- _TASK STATEMENT_: Lay out the lines of the records below, from the line with "Identify sandal in the frame." through the end of the records, as a JSON list of strings, one string per line. Leave out blank lines.
start
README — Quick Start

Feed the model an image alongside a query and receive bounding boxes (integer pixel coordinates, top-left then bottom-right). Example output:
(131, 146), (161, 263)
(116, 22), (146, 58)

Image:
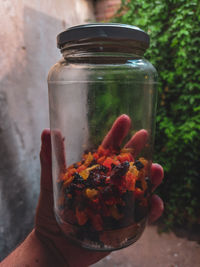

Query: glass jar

(48, 24), (157, 251)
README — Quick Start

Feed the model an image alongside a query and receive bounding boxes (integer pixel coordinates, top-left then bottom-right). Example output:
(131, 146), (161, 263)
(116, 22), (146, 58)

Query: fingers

(52, 130), (66, 173)
(125, 129), (148, 158)
(148, 195), (164, 223)
(40, 129), (53, 191)
(151, 163), (164, 190)
(101, 114), (131, 149)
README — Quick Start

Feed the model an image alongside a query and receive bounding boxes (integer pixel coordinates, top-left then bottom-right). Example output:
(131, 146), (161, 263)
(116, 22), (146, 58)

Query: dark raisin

(135, 200), (148, 222)
(111, 163), (116, 169)
(134, 160), (144, 171)
(94, 165), (108, 173)
(57, 181), (64, 190)
(89, 159), (97, 167)
(72, 172), (85, 184)
(135, 180), (143, 190)
(110, 161), (129, 180)
(73, 163), (78, 169)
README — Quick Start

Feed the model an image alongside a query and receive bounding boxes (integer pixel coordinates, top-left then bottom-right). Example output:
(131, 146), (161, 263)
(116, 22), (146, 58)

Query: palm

(35, 115), (163, 267)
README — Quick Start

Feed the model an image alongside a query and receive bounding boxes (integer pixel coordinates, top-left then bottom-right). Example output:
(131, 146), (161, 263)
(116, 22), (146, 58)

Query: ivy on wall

(114, 0), (200, 228)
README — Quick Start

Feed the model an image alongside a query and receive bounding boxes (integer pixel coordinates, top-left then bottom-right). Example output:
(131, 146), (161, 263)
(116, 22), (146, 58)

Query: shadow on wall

(0, 7), (65, 260)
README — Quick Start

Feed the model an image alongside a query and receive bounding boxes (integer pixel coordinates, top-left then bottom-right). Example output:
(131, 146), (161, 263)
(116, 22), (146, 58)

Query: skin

(0, 115), (164, 267)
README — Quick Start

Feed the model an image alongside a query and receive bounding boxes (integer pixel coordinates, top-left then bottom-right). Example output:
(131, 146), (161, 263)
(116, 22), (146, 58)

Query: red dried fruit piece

(117, 153), (133, 162)
(91, 214), (103, 231)
(97, 156), (106, 164)
(134, 187), (144, 199)
(93, 152), (99, 160)
(97, 146), (110, 156)
(76, 165), (87, 173)
(76, 207), (88, 225)
(125, 171), (137, 191)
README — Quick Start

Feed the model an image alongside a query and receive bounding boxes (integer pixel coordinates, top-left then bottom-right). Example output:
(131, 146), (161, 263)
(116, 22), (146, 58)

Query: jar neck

(61, 40), (146, 64)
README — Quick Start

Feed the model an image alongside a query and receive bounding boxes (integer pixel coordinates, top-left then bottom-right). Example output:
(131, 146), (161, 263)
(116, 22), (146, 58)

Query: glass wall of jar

(48, 24), (157, 251)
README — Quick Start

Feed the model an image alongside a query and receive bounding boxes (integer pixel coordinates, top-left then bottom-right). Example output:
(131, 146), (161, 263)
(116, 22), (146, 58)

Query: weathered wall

(95, 0), (121, 22)
(0, 0), (93, 259)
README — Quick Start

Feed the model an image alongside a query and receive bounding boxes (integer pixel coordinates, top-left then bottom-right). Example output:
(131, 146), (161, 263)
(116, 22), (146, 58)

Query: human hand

(35, 115), (163, 267)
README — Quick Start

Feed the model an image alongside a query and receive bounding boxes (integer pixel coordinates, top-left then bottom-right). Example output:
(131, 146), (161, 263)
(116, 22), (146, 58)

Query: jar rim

(57, 23), (150, 49)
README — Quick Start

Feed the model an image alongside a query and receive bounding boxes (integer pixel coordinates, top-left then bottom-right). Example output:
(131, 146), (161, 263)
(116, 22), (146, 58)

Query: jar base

(55, 213), (146, 252)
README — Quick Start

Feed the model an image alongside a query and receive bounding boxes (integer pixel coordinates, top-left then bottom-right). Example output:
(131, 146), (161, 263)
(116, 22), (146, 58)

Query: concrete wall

(0, 0), (94, 259)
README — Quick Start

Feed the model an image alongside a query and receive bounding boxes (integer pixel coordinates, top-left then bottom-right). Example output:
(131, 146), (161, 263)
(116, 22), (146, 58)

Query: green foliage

(114, 0), (200, 228)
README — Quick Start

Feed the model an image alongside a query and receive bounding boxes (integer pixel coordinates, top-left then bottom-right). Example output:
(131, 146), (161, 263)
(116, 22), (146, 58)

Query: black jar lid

(57, 23), (149, 48)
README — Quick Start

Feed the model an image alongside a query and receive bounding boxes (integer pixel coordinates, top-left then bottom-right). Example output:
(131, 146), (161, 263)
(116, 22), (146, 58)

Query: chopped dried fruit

(85, 188), (98, 199)
(58, 146), (151, 247)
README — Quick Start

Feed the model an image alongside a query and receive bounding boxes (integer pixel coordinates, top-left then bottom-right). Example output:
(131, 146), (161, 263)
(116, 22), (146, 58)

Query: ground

(92, 226), (200, 267)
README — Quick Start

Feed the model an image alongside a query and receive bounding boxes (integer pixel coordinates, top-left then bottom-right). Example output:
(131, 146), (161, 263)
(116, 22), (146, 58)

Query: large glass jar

(48, 24), (157, 251)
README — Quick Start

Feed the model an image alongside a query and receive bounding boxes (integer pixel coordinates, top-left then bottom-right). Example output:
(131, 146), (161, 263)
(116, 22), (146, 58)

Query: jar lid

(57, 23), (149, 48)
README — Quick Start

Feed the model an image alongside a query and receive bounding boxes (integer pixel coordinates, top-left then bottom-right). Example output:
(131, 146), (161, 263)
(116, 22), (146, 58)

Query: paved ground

(92, 226), (200, 267)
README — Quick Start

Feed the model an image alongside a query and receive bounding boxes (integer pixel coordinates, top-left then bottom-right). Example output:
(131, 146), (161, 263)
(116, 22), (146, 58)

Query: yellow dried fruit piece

(129, 165), (139, 177)
(141, 178), (147, 191)
(139, 158), (148, 167)
(79, 169), (90, 180)
(110, 205), (123, 220)
(87, 164), (100, 171)
(85, 188), (98, 199)
(84, 152), (93, 166)
(120, 147), (134, 153)
(76, 208), (88, 225)
(63, 176), (74, 187)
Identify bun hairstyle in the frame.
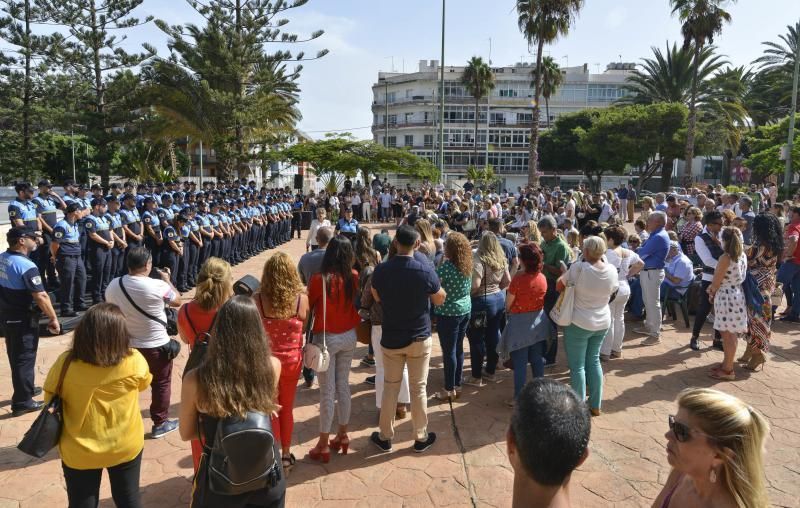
[194,257,233,311]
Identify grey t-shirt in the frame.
[297,249,325,285]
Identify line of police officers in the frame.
[0,180,297,416]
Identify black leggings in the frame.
[61,452,142,508]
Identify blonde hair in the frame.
[722,226,744,261]
[475,231,508,271]
[581,236,606,261]
[260,252,303,319]
[678,388,769,508]
[194,257,233,311]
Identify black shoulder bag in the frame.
[117,277,181,360]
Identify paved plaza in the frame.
[0,228,800,508]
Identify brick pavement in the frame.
[0,227,800,508]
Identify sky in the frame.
[109,0,800,139]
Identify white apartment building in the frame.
[372,60,634,188]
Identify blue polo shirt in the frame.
[53,219,81,256]
[636,228,669,270]
[372,256,441,349]
[0,250,44,314]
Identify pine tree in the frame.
[145,0,327,182]
[42,0,155,186]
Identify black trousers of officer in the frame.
[56,251,86,313]
[188,241,200,286]
[89,244,111,304]
[0,312,39,411]
[31,231,58,288]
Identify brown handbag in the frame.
[356,320,372,344]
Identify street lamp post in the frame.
[439,0,446,184]
[783,37,800,195]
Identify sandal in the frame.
[281,453,297,474]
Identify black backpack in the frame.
[200,411,281,496]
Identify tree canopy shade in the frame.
[743,118,800,176]
[670,0,735,181]
[542,103,687,189]
[278,135,439,182]
[517,0,583,186]
[461,56,494,164]
[144,0,327,182]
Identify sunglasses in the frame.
[669,415,710,443]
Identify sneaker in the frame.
[11,400,44,418]
[150,420,178,439]
[414,432,436,453]
[369,432,392,453]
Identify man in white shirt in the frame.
[661,240,694,300]
[106,247,181,439]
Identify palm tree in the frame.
[461,56,494,165]
[517,0,583,186]
[531,56,564,129]
[670,0,731,181]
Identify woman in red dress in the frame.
[178,258,233,472]
[254,252,308,472]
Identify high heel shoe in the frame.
[743,351,767,371]
[736,344,753,363]
[308,443,333,464]
[331,434,350,455]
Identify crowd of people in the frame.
[0,179,800,507]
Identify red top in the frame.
[786,224,800,265]
[178,301,219,349]
[256,294,303,365]
[508,272,547,314]
[308,270,360,333]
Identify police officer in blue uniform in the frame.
[142,196,163,268]
[33,180,67,289]
[103,194,128,280]
[0,226,61,417]
[83,198,114,305]
[50,201,86,317]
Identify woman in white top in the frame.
[600,226,644,362]
[557,236,619,416]
[306,207,331,252]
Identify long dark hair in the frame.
[322,236,355,301]
[197,295,278,418]
[753,212,783,256]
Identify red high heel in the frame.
[308,443,333,464]
[330,434,350,455]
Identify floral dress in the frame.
[746,245,778,353]
[714,256,747,333]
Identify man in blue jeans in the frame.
[778,206,800,323]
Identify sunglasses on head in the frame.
[669,415,709,443]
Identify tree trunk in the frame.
[661,158,673,192]
[473,94,478,167]
[685,43,702,183]
[528,35,544,187]
[22,0,31,178]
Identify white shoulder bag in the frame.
[303,274,331,372]
[550,265,583,326]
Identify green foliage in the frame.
[273,136,439,190]
[744,118,800,176]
end
- _ANSWER TO THIS EXERCISE_:
[
  "Identify sandal in the frame.",
  "[281,453,297,474]",
  "Identify black backpack in the frame.",
  "[200,411,281,496]",
  "Identify tree canopy shade in the frame.",
  "[743,118,800,176]",
  "[670,0,735,181]",
  "[542,103,687,189]",
  "[278,135,439,182]",
  "[517,0,583,186]",
  "[461,56,494,164]",
  "[144,0,327,182]",
  "Identify sunglasses in the frame.",
  "[669,415,710,443]",
  "Identify sneaker in the frame.",
  "[11,400,44,418]",
  "[150,420,178,439]",
  "[414,432,436,453]",
  "[369,432,392,453]",
  "Identify man in white shirt in the frame.",
  "[661,240,694,300]",
  "[106,247,181,439]",
  "Identify palm tree in the frame.",
  "[461,56,494,165]",
  "[517,0,583,186]",
  "[531,56,564,129]",
  "[670,0,731,181]",
  "Identify woman in red dress in the frame.",
  "[178,258,233,472]",
  "[254,252,308,472]",
  "Identify high heel shoe in the frame.",
  "[743,351,767,371]",
  "[736,344,753,363]",
  "[308,443,333,464]",
  "[331,434,350,455]",
  "Identify crowd of people in the frame.",
  "[0,179,800,507]",
  "Identify red top in the frame.",
  "[786,224,800,265]",
  "[178,301,219,349]",
  "[256,294,303,365]",
  "[508,272,547,314]",
  "[308,270,360,333]",
  "Identify police officer in blue uniform in the frame.",
  "[142,196,163,268]",
  "[33,180,67,289]",
  "[103,194,128,280]",
  "[0,226,61,417]",
  "[83,198,114,305]",
  "[50,201,86,317]",
  "Identify woman in white top in the frame.",
  "[600,226,644,362]",
  "[557,236,619,416]",
  "[306,207,331,252]",
  "Identify long dark hair in the frame.",
  "[322,236,355,301]",
  "[197,295,278,418]",
  "[753,212,783,256]",
  "Identify red high heel in the frame.",
  "[308,443,333,464]",
  "[330,434,350,455]",
  "Identify floral dress in the frame.",
  "[746,245,778,353]",
  "[714,256,747,333]",
  "Identify man in blue jeans in the frame.",
  "[778,206,800,323]",
  "Identify sunglasses on head in the frame.",
  "[669,415,709,443]",
  "Identify tree trunk in the frame.",
  "[661,158,673,192]",
  "[473,94,478,167]",
  "[685,43,702,183]",
  "[528,35,544,187]",
  "[22,0,31,178]",
  "Identify white shoulder bag in the frame.",
  "[303,274,331,372]",
  "[550,265,583,326]",
  "Identify green foliage in the frame.",
  "[273,136,439,190]",
  "[744,118,800,176]"
]